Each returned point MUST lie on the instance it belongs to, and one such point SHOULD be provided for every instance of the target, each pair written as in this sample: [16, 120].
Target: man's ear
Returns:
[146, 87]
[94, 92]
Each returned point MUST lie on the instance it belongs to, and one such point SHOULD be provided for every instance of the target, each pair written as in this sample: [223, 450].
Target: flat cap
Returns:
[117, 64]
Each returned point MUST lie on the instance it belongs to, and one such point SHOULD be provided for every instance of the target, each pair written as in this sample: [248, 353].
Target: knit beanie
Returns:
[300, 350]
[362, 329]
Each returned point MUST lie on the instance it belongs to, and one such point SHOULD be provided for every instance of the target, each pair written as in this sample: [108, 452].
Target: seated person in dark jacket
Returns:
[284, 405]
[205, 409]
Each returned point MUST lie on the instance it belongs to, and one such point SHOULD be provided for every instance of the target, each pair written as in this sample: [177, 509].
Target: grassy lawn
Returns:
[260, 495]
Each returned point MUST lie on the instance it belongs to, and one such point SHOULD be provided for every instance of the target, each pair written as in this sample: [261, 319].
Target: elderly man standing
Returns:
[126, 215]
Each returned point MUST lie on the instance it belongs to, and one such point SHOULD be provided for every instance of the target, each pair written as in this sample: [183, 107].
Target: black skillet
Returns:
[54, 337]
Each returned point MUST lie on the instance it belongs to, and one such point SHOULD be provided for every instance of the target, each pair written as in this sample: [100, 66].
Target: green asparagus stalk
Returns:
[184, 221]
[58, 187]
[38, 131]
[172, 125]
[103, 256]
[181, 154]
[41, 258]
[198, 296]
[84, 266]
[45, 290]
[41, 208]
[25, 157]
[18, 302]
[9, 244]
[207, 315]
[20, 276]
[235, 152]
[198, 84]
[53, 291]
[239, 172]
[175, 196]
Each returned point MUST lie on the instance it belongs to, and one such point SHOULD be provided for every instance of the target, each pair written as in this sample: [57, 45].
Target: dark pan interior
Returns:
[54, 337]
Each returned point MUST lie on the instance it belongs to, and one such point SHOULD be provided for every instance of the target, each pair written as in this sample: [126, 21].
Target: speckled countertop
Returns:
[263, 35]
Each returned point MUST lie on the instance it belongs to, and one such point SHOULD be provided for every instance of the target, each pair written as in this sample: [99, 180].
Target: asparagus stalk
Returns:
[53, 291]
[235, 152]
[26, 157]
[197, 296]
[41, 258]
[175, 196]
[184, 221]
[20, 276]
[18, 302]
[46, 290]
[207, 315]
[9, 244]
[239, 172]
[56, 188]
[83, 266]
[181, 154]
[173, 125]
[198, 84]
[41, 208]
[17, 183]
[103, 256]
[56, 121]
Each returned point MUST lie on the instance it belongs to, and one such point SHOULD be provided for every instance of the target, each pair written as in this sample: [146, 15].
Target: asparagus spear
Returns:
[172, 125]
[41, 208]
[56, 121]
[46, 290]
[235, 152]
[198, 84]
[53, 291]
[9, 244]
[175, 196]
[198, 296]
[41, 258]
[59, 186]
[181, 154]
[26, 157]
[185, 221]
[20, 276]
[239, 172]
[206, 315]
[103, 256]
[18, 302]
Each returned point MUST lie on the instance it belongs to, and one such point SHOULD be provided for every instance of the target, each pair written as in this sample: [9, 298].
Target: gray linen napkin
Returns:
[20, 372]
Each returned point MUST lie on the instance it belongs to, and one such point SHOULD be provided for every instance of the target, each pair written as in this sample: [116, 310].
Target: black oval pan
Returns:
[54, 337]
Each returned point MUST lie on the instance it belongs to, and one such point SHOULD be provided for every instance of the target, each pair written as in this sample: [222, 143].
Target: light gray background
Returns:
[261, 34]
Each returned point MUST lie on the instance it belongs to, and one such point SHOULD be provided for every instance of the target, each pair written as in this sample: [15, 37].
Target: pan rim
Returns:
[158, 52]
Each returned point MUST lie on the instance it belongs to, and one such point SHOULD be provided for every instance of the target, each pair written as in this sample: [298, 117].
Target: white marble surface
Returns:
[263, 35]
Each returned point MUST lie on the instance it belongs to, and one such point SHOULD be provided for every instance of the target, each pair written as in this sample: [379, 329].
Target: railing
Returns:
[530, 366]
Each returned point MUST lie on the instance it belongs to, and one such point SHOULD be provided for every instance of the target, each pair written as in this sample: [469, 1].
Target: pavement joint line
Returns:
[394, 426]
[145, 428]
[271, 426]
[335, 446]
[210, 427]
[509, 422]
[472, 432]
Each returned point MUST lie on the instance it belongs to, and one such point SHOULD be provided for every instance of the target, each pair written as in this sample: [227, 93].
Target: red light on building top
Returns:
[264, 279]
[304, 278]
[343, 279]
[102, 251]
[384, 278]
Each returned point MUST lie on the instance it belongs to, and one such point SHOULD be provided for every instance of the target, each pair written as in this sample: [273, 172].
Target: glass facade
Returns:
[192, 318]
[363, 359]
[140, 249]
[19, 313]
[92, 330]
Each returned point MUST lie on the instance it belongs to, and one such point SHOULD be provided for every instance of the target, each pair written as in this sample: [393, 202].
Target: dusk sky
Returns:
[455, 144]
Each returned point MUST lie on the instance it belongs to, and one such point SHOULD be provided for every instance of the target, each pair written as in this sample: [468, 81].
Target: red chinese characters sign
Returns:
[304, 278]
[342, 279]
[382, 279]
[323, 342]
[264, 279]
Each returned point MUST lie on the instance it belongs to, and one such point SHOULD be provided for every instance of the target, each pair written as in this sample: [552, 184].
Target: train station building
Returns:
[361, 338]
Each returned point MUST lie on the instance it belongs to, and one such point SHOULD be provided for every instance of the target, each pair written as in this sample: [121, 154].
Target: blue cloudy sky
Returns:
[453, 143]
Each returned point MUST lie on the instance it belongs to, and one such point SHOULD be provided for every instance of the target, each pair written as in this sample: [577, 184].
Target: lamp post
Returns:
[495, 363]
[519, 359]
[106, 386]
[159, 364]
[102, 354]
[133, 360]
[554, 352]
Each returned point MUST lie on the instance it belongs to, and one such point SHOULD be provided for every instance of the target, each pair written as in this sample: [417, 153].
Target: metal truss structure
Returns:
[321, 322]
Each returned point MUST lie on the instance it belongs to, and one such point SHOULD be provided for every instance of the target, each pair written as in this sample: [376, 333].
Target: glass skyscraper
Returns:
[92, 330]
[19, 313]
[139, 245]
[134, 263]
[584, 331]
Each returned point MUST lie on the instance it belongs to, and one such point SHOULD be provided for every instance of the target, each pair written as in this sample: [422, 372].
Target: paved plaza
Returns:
● ● ● ●
**Your task**. Within the entries, find each line holding the string "stalk". Reply with how many there are, as a number alone.

**Output**. 2